Return all lines of the records below verbatim, with the pictures left out.

---+---

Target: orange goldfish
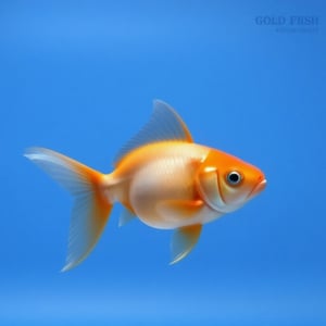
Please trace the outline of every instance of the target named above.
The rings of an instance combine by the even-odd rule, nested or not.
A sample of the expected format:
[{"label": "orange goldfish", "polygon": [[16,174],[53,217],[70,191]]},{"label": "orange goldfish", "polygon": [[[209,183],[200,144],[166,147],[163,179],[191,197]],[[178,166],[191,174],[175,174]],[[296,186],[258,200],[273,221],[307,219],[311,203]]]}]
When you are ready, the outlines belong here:
[{"label": "orange goldfish", "polygon": [[45,148],[29,148],[25,156],[75,197],[62,271],[75,267],[91,252],[116,202],[124,206],[120,225],[138,216],[151,227],[175,230],[174,264],[192,250],[204,224],[238,210],[266,185],[258,167],[195,143],[180,116],[159,100],[150,121],[116,156],[110,174]]}]

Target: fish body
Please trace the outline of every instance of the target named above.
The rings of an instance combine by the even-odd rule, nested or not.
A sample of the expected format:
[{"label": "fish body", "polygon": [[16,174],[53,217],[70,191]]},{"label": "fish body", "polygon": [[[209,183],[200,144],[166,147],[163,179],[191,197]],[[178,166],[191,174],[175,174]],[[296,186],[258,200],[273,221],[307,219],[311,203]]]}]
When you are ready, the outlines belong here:
[{"label": "fish body", "polygon": [[154,102],[151,120],[122,149],[110,174],[43,148],[25,155],[76,198],[63,271],[89,254],[116,202],[125,208],[120,225],[138,216],[148,226],[175,229],[176,263],[192,250],[202,225],[239,209],[266,184],[255,166],[195,143],[183,120],[162,101]]}]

---+---

** Written solution **
Target: orange goldfish
Please trace the outline of every instance of the target named above.
The rings of an instance combine by the even-odd rule, nested or not.
A sample of the expected format:
[{"label": "orange goldfish", "polygon": [[16,174],[53,217],[70,191]]},{"label": "orange goldfish", "polygon": [[[209,183],[200,144],[166,147],[163,179],[191,197]],[[178,166],[191,174],[175,174]],[[296,186],[258,200],[273,221],[307,219],[311,203]]]}]
When you are ready, the outlines belong here:
[{"label": "orange goldfish", "polygon": [[45,148],[29,148],[25,156],[75,197],[62,271],[75,267],[91,252],[116,202],[124,206],[120,225],[138,216],[151,227],[175,230],[174,264],[192,250],[204,224],[238,210],[266,185],[258,167],[195,143],[180,116],[159,100],[150,121],[116,156],[110,174]]}]

Target: fish body
Please trace the outline of every instance of the target named above.
The rings of an instance combine by the even-odd rule, nested or not.
A sample of the expected format:
[{"label": "fish body", "polygon": [[16,174],[53,217],[70,191]]},{"label": "fish body", "polygon": [[[209,183],[200,144],[166,147],[163,179],[191,197]],[[178,166],[191,174],[175,174]],[[296,186],[258,200],[273,221],[307,219],[311,203]]]}]
When you are ready, the outlines belong here:
[{"label": "fish body", "polygon": [[154,102],[151,120],[122,149],[110,174],[43,148],[25,155],[76,198],[63,271],[89,254],[116,202],[125,208],[120,225],[138,216],[148,226],[175,229],[176,263],[192,250],[202,225],[239,209],[266,184],[255,166],[195,143],[183,120],[162,101]]}]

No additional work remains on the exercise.